| Source passage |
'''
All of this is without mentioning the Supreme Court’s ruling in For Women Scotland vs the Scottish Government which left Gender Recognition Certificates significantly legally weakened. The ruling, as an interpretation of the Equality Act, has effectively re-written it. Transgender people have lost access to services that match their gender identities, of particular significance within abuse services (where transgender people are disproportionately victimised), even when they have been through the laborious process of gaining a GRC.

It is also noticeable that since then, the trans-exclusionary lobby have been targeting organisations and individuals who have spoken up for trans inclusion, continued to operate trans-inclusive policies (at the behest of members), or even workers they accuse of being trans, with escalating threats and abuse. EHRC guidance in the wake of the ruling has brought very little clarity, ruling that access to facilities should be made via sex at birth, without ruling how this can be checked and established.

The reality of this has left trans people functionally excluded from public life, forced to out themselves if they wish to engage legally or having to live in a constant legal grey area. Many groups, including our Party, have chosen to simply abolish women’s structures or cancel elections where gender-balancing is complicated by the terrifying presence of a trans person. Keir Starmer, it should be remembered, welcomed the ruling for the clarity it provided.

Where Next?
'''
| Extracted data |
'''
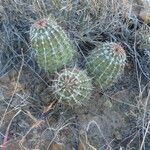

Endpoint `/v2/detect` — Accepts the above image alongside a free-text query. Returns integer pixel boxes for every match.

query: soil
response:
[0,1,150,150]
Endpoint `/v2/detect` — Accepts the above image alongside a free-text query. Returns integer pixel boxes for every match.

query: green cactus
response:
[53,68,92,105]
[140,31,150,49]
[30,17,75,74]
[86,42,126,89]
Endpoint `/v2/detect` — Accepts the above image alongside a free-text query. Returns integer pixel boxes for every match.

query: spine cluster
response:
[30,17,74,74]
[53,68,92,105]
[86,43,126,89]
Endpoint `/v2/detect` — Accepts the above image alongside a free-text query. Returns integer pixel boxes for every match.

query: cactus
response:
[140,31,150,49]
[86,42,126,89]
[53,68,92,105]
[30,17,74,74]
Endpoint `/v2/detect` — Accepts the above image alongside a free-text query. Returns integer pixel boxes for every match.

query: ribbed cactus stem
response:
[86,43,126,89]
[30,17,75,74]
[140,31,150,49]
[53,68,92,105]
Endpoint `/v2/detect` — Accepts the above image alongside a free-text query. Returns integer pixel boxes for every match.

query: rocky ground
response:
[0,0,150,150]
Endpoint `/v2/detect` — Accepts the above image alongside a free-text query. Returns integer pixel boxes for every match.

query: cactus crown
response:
'''
'''
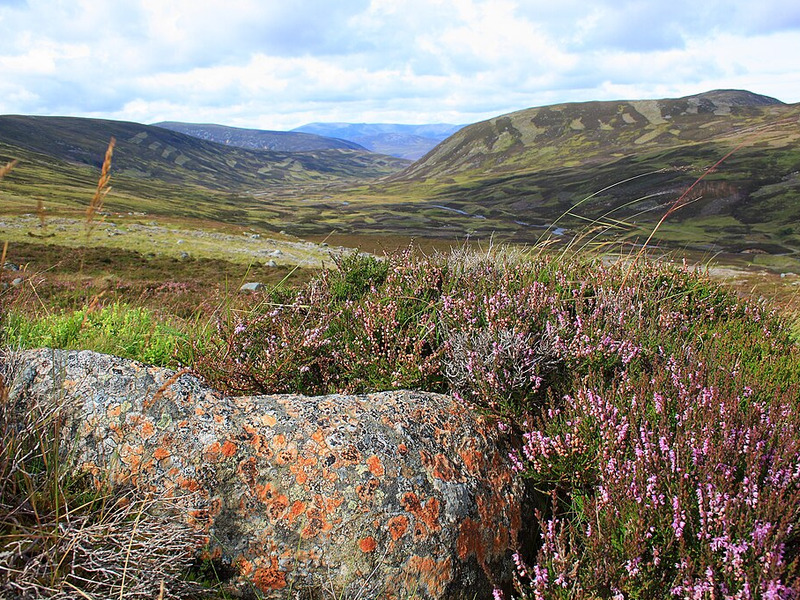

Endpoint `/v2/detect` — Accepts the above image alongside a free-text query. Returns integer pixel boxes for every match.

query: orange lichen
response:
'''
| Exercise brief |
List everyone the passage on the Supreme Court ruling says the trans-exclusionary lobby has been targeting with escalating threats and abuse. The entries aren't needed for this.

| The answer |
- Organizations and individuals who have spoken up for trans inclusion
- Organizations and individuals who continued to operate trans-inclusive policies at the behest of members
- Workers they accuse of being trans